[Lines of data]
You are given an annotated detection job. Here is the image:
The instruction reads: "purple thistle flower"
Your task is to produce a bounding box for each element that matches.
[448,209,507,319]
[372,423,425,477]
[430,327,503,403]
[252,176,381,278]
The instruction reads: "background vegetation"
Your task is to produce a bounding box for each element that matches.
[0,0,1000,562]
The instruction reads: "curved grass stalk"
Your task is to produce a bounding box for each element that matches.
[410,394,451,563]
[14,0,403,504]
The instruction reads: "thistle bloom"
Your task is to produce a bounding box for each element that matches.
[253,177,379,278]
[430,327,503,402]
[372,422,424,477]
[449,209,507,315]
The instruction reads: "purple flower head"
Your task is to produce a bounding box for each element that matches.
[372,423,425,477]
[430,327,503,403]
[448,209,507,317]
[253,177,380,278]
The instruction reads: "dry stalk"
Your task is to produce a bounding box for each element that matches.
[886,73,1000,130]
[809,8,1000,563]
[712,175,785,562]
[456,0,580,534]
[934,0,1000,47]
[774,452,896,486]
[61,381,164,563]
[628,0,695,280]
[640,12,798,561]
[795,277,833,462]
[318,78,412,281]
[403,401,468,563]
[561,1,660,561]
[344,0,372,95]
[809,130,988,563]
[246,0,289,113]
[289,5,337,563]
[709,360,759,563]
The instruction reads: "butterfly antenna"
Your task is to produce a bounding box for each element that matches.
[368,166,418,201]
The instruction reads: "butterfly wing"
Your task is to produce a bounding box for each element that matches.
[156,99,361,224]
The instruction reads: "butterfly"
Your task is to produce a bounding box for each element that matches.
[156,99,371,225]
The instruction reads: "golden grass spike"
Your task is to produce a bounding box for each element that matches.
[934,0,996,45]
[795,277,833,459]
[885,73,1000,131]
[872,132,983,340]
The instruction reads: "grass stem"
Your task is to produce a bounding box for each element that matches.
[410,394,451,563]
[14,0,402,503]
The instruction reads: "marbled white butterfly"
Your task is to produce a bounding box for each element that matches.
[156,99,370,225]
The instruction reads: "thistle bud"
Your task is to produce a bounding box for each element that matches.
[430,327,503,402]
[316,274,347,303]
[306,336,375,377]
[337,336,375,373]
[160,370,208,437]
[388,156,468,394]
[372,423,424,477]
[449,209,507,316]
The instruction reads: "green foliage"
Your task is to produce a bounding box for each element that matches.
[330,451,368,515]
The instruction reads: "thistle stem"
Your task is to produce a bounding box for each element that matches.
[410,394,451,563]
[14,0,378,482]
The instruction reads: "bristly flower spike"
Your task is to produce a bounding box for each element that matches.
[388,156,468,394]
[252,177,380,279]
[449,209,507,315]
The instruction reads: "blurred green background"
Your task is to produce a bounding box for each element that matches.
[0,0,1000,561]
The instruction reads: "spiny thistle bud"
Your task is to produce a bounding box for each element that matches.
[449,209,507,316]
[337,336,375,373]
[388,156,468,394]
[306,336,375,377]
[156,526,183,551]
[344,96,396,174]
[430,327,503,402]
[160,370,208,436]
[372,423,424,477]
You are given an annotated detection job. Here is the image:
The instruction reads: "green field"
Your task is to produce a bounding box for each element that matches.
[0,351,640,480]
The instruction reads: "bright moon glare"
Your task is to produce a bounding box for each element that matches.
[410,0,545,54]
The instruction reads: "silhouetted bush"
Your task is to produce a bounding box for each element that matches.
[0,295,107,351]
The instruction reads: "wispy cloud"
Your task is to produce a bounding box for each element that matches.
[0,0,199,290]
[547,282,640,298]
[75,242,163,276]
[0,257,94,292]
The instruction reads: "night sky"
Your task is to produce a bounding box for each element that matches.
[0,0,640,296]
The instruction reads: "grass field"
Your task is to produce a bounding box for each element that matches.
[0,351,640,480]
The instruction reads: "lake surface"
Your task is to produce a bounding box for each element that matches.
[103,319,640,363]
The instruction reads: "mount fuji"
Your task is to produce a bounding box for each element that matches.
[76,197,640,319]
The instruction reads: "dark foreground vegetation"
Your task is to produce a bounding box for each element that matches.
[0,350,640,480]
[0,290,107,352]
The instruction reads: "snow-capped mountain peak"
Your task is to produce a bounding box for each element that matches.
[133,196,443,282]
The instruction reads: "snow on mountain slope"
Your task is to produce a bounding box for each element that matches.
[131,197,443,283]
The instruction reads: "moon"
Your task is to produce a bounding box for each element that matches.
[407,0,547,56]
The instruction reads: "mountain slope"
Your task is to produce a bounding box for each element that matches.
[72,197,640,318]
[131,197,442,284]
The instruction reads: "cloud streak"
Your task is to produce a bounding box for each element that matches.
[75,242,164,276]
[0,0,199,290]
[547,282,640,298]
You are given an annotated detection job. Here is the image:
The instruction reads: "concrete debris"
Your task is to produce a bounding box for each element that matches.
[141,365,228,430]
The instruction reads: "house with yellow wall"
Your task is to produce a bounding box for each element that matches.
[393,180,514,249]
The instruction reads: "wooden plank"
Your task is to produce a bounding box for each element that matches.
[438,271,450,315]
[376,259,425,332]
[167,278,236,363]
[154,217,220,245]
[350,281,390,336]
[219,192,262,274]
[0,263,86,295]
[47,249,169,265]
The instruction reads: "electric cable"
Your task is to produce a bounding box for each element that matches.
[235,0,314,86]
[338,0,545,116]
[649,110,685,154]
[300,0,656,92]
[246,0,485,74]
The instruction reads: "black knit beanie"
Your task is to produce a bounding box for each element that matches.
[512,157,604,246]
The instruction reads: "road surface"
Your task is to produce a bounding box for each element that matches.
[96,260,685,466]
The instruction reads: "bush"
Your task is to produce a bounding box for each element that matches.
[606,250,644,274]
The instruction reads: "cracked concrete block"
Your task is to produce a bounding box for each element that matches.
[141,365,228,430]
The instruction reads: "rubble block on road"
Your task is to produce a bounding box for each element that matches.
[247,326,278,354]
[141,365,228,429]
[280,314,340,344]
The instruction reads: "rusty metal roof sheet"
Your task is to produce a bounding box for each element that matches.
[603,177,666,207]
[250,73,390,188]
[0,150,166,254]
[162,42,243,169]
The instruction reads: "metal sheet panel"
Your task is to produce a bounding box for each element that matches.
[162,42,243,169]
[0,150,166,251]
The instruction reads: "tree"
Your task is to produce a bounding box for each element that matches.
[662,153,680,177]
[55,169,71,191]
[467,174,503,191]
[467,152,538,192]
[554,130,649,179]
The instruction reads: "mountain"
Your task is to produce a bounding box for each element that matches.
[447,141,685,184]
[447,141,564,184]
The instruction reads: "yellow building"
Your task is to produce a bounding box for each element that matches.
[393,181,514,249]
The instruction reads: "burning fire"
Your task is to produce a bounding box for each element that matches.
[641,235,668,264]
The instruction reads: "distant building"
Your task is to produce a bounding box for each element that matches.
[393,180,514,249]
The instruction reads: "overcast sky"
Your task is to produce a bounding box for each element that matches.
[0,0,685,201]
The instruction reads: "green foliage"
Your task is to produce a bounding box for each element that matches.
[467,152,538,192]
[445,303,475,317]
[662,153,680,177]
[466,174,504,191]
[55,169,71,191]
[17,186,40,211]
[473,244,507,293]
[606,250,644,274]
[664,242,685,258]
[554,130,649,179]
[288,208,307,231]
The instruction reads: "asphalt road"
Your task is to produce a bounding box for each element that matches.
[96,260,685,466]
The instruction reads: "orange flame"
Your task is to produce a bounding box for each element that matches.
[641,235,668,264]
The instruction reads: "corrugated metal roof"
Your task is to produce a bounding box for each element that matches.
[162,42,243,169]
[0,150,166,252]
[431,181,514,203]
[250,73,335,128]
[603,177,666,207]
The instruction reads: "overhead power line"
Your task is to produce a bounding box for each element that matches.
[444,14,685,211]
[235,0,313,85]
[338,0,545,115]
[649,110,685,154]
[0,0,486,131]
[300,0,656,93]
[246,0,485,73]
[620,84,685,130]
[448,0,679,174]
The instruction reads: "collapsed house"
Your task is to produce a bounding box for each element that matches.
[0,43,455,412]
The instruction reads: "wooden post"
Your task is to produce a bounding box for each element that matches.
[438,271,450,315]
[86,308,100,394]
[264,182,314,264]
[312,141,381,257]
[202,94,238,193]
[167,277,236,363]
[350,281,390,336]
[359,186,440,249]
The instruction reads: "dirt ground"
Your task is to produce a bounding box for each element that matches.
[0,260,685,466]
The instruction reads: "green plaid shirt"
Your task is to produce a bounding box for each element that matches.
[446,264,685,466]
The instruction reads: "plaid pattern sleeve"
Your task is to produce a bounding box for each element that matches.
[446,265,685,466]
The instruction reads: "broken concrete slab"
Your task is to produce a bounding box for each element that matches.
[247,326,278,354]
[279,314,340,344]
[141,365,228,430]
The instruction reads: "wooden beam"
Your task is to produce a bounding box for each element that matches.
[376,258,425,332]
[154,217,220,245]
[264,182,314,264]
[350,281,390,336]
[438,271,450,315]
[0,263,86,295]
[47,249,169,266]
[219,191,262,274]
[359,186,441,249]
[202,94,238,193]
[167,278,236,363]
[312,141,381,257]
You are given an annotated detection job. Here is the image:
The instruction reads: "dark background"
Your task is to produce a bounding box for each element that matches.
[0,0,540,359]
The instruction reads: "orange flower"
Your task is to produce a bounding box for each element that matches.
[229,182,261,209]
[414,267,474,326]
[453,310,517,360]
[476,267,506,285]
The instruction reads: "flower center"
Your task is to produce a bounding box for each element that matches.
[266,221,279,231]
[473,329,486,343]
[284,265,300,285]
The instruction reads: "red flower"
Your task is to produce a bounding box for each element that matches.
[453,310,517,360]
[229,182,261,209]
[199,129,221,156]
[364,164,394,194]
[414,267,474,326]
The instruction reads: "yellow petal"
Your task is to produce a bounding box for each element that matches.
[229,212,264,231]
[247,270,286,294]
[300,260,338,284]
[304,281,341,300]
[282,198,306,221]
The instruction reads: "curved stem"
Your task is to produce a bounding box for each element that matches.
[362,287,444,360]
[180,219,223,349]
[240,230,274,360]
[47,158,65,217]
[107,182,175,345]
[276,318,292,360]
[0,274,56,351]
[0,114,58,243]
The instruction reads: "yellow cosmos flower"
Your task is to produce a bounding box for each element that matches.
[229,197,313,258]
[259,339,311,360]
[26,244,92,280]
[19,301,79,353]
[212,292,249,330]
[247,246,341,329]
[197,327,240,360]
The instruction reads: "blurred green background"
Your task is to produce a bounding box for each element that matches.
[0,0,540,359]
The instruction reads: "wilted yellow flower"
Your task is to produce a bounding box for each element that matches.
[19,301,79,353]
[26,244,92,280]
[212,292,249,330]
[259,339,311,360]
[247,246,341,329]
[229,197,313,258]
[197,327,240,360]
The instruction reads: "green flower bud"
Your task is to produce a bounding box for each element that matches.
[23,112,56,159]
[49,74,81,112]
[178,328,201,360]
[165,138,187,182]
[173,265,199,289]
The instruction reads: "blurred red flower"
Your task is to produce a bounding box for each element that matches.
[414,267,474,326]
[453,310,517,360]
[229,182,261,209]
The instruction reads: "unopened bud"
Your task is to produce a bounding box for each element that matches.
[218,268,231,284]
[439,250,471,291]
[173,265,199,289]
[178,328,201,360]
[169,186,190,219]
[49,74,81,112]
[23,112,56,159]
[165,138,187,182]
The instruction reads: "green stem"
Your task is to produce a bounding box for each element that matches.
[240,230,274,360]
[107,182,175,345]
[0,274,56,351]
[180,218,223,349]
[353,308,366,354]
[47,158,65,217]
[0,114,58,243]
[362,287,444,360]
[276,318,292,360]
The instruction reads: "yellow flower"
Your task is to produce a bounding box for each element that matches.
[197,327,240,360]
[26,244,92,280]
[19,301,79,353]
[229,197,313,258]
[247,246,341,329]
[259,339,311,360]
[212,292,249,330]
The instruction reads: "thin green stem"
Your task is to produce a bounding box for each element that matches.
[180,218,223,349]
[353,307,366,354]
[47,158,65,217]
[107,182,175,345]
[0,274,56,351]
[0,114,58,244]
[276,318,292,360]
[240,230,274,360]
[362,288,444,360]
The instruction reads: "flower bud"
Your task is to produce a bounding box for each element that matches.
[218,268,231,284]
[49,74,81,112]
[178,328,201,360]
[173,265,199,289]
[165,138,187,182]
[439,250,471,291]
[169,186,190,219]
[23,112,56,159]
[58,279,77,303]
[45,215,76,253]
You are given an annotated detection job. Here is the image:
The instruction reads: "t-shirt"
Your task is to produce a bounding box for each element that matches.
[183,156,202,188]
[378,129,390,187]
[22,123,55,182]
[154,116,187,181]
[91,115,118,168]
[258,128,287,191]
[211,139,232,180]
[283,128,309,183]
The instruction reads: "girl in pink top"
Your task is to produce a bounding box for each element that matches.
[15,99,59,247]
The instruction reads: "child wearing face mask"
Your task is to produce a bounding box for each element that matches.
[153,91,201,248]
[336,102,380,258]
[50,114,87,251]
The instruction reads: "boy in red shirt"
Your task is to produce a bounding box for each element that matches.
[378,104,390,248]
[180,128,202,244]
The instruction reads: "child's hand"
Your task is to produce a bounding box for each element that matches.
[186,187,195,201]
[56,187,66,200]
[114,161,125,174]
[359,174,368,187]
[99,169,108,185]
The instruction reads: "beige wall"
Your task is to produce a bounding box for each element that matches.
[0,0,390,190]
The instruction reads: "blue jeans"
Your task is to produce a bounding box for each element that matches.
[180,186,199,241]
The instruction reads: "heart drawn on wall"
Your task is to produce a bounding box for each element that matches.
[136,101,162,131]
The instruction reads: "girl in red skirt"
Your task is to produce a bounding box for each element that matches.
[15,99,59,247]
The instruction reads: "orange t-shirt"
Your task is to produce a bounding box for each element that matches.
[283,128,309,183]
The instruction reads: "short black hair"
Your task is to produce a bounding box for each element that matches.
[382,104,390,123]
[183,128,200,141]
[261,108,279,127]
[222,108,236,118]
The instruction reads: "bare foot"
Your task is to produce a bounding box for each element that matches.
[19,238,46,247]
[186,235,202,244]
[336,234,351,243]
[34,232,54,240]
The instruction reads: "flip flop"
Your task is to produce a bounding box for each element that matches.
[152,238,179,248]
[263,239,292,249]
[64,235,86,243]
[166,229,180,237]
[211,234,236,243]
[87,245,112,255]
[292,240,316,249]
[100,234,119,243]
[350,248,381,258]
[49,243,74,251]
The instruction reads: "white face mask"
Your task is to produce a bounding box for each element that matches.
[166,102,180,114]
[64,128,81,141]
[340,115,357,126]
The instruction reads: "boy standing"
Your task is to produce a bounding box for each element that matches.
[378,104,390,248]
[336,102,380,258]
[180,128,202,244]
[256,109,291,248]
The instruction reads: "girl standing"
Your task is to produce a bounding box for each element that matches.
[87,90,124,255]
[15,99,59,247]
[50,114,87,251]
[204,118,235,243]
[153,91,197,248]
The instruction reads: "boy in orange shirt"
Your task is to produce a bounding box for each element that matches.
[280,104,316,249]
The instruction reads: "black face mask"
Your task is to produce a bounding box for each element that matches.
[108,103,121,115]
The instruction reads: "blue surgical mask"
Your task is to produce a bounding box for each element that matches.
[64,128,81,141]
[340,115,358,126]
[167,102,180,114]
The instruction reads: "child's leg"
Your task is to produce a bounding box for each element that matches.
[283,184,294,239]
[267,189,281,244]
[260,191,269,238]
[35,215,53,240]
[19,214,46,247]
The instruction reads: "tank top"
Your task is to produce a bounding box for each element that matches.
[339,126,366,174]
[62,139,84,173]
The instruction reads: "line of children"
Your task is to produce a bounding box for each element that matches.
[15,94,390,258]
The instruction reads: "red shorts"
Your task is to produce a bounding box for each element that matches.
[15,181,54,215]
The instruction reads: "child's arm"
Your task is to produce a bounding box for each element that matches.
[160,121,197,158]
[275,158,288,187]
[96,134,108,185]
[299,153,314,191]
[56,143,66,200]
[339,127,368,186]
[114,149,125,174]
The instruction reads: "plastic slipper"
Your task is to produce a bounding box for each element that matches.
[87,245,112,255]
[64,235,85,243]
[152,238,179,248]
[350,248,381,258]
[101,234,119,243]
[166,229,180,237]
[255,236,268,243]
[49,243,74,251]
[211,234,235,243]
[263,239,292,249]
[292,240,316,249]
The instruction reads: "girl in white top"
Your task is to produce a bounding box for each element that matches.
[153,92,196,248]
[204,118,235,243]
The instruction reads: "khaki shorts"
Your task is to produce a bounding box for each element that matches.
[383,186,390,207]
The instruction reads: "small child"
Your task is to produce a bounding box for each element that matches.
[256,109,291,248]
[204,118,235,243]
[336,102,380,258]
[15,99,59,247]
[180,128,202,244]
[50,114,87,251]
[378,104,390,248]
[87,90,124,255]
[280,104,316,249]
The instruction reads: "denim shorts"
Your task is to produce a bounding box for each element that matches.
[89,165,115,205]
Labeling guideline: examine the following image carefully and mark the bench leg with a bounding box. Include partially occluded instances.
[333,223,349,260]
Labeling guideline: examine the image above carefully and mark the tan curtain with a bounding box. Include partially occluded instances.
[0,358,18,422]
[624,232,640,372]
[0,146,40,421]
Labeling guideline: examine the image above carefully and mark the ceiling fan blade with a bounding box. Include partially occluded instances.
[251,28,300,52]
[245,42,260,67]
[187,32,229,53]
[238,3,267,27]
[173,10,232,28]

**Your goal**
Gather every line of the listing that contains the string "Labeling", treating uppercase and lowercase as distinct.

**The response**
Labeling guideline: examine the following image carefully and mark the bench leg with a bounding box. Include partially occluded instances.
Labeling guideline: examine the image above carefully and mark the tan curtain with a bounding box. Include partially occluded instances.
Labeling guideline: examine the image above carefully and mark the ceiling fan blade with a bounding box. Include partially occluded instances.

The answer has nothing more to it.